**Your tasks:**
• 1. In the article on Messe Frankfurt freight forwarders below, condense the paragraph that begins "Messe Frankfurt is one of several European venues" into a short bulleted list that keeps its main facts.
• 2. Locate every line of the rows below that contains the word "toasted" and copy each one. Case counts.

**Extracted text:**
Messe Frankfurt Freight Forwarder Comparison: Schenker, Kuehne+Nagel, and DHL Trade Fairs in Practice
The freight-forwarder choice at Messe Frankfurt looks superficially like a procurement exercise - three big names, three quotations, pick the cheapest. In practice it is one of the highest-stakes operational decisions in any European exhibition programme, because the on-site handling concession at Messe Frankfurt sits with DB Schenker, the international leg can sit with any IELA member, and the contractual seam between those two parties is where most freight failures actually happen. This article walks through what an experienced logistics coordinator needs to know to make that decision well: how the appointed-forwarder concession actually works, what each of the three major forwarders charges in 2026 EUR terms, where the operational quality differences sit, and how to write a freight contract that survives the inevitable two-hour-window scramble during build-up.
The analysis below draws on published Messe Frankfurt technical guidelines, IELA Operations Committee benchmarks, and the lived experience of operations managers running multi-fair European calendars at venues including Messe Frankfurt, Messe Berlin, Messe Dusseldorf, Fiera Milano, and IFEMA Madrid.
What the appointed-forwarder concession actually means
Messe Frankfurt is one of several European venues that operate an appointed on-site forwarder model. DB Schenker holds the current concession, which is renewed on a multi-year basis and covers all in-hall freight handling: forklift dispatch, empty case storage, last-mile delivery from the venue handling area to individual stand positions, and the receiving function during build-up and dismantle.
The concession does not prevent exhibitors from using other forwarders for the international leg. Kuehne+Nagel, DHL Trade Fairs, Expotrans, Cevalogistics, Geis, and any IELA member can deliver freight to Messe Frankfurt. What the concession does is determine who handles the freight once it crosses the venue threshold. That handover point is where the operational complexity lives.
“Exhibitors often misread the appointed-forwarder concession as a forced monopoly. It isn’t. What it is, is a structural seam in the supply chain that you have to plan around. The forwarders who win in this environment are the ones who treat the handover to Schenker as part of their service, not as somebody else’s problem.” - IELA Operations Committee guidance to first-time exhibitors at appointed-forwarder venues
The implication for your freight contract: the international forwarder is responsible for delivery to the venue handling area, on-time and undamaged. Schenker is responsible for the last 50 metres into the hall and the empty case storage during the show. If something goes wrong at the seam, your contractual exposure is split between two parties, and the venue itself has limited interest in adjudicating between them.
The three major forwarders compared
The table below summarises 2026 indicative all-in pricing for three common exhibitor consignment profiles into Messe Frankfurt, including international leg, customs clearance where applicable, and on-site handling charges payable to Schenker under the venue tariff.

**Supplied data:**
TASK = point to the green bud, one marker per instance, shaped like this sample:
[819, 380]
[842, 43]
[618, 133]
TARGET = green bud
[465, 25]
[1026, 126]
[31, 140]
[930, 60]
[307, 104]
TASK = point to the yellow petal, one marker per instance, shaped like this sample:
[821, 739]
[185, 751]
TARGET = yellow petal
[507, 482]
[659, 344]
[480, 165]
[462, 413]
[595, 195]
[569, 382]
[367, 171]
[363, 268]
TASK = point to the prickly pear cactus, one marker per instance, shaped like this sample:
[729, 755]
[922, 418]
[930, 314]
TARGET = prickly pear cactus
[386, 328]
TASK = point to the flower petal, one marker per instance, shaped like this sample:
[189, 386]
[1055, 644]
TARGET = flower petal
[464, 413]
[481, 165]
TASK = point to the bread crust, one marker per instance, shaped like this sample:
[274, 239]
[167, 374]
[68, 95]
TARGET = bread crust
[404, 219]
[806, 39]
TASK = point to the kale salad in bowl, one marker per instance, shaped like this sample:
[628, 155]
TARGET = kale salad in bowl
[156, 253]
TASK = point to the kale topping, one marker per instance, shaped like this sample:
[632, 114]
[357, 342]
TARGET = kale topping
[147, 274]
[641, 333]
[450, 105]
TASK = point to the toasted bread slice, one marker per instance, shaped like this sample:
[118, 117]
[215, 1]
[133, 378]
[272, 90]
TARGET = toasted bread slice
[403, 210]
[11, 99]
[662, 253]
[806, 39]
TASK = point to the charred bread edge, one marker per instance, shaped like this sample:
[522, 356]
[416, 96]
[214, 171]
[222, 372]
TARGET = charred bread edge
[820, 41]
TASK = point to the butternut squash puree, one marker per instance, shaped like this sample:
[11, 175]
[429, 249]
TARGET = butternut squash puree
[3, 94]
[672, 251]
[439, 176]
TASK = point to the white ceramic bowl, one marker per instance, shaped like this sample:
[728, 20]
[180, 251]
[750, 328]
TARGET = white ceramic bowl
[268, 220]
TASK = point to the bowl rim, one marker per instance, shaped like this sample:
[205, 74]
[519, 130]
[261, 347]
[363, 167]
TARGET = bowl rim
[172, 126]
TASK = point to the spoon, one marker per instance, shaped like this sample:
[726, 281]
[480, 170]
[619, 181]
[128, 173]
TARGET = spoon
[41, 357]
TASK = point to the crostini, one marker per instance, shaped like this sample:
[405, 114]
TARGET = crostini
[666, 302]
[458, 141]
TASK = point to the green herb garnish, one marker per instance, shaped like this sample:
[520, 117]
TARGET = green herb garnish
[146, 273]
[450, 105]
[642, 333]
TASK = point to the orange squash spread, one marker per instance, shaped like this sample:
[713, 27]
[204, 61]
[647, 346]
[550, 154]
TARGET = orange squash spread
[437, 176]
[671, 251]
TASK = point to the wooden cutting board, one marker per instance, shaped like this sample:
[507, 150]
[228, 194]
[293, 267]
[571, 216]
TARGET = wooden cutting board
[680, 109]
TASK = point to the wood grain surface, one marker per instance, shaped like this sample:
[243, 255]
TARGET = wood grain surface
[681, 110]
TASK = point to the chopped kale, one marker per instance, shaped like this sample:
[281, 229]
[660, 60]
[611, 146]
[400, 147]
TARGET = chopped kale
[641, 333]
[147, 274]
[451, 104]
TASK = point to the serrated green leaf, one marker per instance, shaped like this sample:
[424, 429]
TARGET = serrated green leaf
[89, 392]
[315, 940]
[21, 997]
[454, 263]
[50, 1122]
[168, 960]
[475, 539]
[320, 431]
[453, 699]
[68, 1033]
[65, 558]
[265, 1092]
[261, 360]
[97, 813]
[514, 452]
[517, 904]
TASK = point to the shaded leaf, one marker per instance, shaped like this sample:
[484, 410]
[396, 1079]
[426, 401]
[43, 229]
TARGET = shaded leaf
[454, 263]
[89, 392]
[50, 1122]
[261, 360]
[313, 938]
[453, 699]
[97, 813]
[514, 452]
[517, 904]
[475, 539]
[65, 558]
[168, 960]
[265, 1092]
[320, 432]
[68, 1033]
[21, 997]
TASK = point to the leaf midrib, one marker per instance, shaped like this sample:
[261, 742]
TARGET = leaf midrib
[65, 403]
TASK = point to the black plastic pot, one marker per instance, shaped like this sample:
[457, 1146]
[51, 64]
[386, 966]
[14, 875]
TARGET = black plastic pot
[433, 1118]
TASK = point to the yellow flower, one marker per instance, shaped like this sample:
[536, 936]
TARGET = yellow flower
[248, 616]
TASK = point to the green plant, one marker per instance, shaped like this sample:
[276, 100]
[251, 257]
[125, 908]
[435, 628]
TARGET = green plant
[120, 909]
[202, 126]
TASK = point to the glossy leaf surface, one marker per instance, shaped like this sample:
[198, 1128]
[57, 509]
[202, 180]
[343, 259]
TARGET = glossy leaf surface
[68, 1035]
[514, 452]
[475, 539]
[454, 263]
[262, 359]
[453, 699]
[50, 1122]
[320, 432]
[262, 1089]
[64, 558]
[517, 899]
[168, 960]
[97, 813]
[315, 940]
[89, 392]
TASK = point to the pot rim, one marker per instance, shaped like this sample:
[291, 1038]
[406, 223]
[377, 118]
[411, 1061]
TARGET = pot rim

**Exercise answers:**
• 1.
- Messe Frankfurt is one of several European venues that use an appointed on-site forwarder model.
- DB Schenker holds the current concession, which is renewed on a multi-year basis.
- The concession covers all in-hall freight handling:
  - forklift dispatch
  - empty case storage
  - last-mile delivery from the venue handling area to individual stands
  - receiving during build-up and dismantle

• 2.
TASK = point to the toasted bread slice, one marker per instance, shaped like this sample:
TARGET = toasted bread slice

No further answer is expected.